What the task asks >> Copy out all the rows below, changing every "named fields" to "labeled fields" and leaving everything else as it is.

Records supplied >>

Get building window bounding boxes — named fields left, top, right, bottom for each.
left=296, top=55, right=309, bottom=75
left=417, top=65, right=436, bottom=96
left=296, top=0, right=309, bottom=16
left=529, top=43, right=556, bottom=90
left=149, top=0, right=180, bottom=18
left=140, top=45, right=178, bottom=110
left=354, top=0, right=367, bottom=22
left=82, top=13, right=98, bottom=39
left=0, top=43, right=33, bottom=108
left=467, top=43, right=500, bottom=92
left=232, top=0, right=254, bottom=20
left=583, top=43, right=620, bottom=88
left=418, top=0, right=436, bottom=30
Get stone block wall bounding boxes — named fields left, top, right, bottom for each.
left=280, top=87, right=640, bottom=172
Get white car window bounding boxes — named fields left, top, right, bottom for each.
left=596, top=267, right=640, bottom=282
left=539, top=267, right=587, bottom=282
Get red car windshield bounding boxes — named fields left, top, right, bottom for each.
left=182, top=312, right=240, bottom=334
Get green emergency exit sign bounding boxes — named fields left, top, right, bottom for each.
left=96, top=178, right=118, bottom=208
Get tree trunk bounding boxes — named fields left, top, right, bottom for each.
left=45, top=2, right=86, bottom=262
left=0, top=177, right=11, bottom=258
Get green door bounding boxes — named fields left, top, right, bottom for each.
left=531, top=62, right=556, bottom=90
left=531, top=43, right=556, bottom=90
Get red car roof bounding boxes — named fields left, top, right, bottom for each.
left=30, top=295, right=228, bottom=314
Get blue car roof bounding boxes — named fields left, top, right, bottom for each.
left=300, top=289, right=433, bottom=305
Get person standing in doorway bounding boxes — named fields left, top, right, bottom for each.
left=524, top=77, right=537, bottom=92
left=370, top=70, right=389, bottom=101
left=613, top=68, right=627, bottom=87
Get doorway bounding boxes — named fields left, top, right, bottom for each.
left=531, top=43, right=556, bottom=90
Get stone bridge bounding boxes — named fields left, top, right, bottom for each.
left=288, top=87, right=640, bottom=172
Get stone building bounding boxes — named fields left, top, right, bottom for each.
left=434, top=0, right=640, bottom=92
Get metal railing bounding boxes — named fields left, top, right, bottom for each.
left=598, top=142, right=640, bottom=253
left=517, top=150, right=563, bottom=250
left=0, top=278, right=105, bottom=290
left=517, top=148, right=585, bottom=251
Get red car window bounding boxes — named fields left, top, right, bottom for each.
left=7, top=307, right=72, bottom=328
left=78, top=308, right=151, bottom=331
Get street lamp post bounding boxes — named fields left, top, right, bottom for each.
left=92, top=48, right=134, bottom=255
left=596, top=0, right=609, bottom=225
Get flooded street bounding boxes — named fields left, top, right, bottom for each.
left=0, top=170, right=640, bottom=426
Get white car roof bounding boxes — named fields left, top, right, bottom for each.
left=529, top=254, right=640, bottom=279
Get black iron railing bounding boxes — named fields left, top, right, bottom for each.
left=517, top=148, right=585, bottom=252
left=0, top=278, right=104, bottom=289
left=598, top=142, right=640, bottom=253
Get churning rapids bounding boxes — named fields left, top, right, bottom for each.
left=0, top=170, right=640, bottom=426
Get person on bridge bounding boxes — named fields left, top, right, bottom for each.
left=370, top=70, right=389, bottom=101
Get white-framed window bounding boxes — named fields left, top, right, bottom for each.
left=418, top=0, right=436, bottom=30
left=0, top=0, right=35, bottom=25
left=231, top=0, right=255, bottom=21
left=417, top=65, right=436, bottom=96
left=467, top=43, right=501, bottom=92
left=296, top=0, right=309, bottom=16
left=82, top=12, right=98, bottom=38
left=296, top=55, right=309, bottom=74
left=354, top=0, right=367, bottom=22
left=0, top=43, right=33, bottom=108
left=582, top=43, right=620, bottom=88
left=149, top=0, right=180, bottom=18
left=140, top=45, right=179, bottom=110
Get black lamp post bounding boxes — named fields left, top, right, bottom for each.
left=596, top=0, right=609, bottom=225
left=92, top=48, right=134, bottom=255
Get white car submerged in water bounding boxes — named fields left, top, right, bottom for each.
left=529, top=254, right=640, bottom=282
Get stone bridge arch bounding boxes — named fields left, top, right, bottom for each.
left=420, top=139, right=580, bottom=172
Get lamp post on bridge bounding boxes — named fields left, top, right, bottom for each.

Final result >>
Get building window bounding boxes — labeled fields left, top, right, bottom for each.
left=296, top=55, right=309, bottom=75
left=417, top=65, right=436, bottom=96
left=296, top=0, right=309, bottom=16
left=529, top=43, right=556, bottom=90
left=149, top=0, right=180, bottom=18
left=140, top=45, right=178, bottom=110
left=354, top=0, right=367, bottom=22
left=82, top=13, right=98, bottom=39
left=0, top=43, right=33, bottom=108
left=467, top=43, right=500, bottom=92
left=232, top=0, right=254, bottom=20
left=583, top=43, right=620, bottom=88
left=418, top=0, right=436, bottom=30
Get stone block wall bounding boxes — labeled fields left, top, right, bottom for each.
left=280, top=87, right=640, bottom=172
Get white car window bounding boxes — labeled fields left, top, right, bottom for each.
left=596, top=267, right=640, bottom=282
left=539, top=267, right=587, bottom=282
Get red car windshield bounding boxes — labeled fields left, top, right, bottom for each.
left=182, top=312, right=240, bottom=334
Get green emergency exit sign bounding boxes — labeled fields left, top, right, bottom for each.
left=96, top=178, right=118, bottom=208
Get tree trunk bounding boxes — labeled fields left, top, right, bottom for each.
left=45, top=2, right=86, bottom=262
left=0, top=177, right=11, bottom=258
Get green door bounding boxes — labeled fields left, top, right, bottom for each.
left=531, top=62, right=556, bottom=90
left=531, top=43, right=556, bottom=90
Get red car roof bounding boxes — labeled fields left, top, right, bottom for each.
left=30, top=295, right=228, bottom=314
Get blue car roof bounding boxes — labeled fields left, top, right, bottom for each.
left=300, top=289, right=433, bottom=305
Get person standing in doorway bounding boxes — labeled fields left, top, right, bottom for each.
left=524, top=77, right=537, bottom=92
left=370, top=70, right=389, bottom=101
left=613, top=68, right=627, bottom=87
Get doorway bounding boxes — labeled fields left, top, right, bottom for each.
left=531, top=43, right=556, bottom=90
Get stone bridge bounding boxes — labeled fields left, top, right, bottom for each.
left=288, top=87, right=640, bottom=172
Get stone building bounding boxes — labeled fields left, top, right, bottom for each.
left=434, top=0, right=640, bottom=92
Get metal railing bounding boxes — labeled fields left, top, right, bottom for each.
left=598, top=142, right=640, bottom=253
left=517, top=150, right=563, bottom=250
left=0, top=278, right=105, bottom=290
left=517, top=148, right=585, bottom=251
Get red car window bounding boxes — labeled fields left, top, right, bottom for each.
left=7, top=307, right=72, bottom=328
left=78, top=308, right=151, bottom=331
Get street lamp post bounding boxes — labeled fields left, top, right, bottom for each.
left=92, top=48, right=134, bottom=255
left=596, top=0, right=609, bottom=225
Get flooded street bounding boxes — labeled fields left, top, right, bottom for each.
left=0, top=170, right=640, bottom=426
Get white car roof bounding boxes — labeled fields left, top, right, bottom for each.
left=529, top=254, right=640, bottom=279
Get black iron railing bounding boxes — labeled fields left, top, right, bottom for each.
left=517, top=148, right=585, bottom=252
left=0, top=278, right=104, bottom=289
left=598, top=142, right=640, bottom=253
Get churning rapids bounding boxes — labeled fields left, top, right, bottom for each.
left=0, top=170, right=640, bottom=426
Get person on bridge bounding boxes — labeled fields left, top, right, bottom for each.
left=370, top=70, right=389, bottom=101
Get white-framed window bounding boxes — labeled fields left, top, right, bottom for each.
left=418, top=0, right=436, bottom=30
left=0, top=0, right=35, bottom=25
left=231, top=0, right=255, bottom=21
left=417, top=65, right=436, bottom=96
left=467, top=43, right=501, bottom=92
left=296, top=0, right=309, bottom=16
left=82, top=12, right=98, bottom=38
left=296, top=55, right=309, bottom=74
left=354, top=0, right=367, bottom=22
left=0, top=43, right=33, bottom=108
left=582, top=43, right=620, bottom=88
left=149, top=0, right=180, bottom=18
left=140, top=45, right=179, bottom=110
Get black lamp post bounding boxes — labeled fields left, top, right, bottom for each.
left=596, top=0, right=609, bottom=225
left=92, top=48, right=134, bottom=255
Get white car submerged in water bounding boxes — labeled fields left, top, right, bottom for each.
left=529, top=254, right=640, bottom=282
Get stone bridge arch bounding boxes — labeled fields left, top, right, bottom for each.
left=420, top=139, right=580, bottom=172
Get lamp post on bridge bounding boxes — labeled fields left, top, right, bottom for each.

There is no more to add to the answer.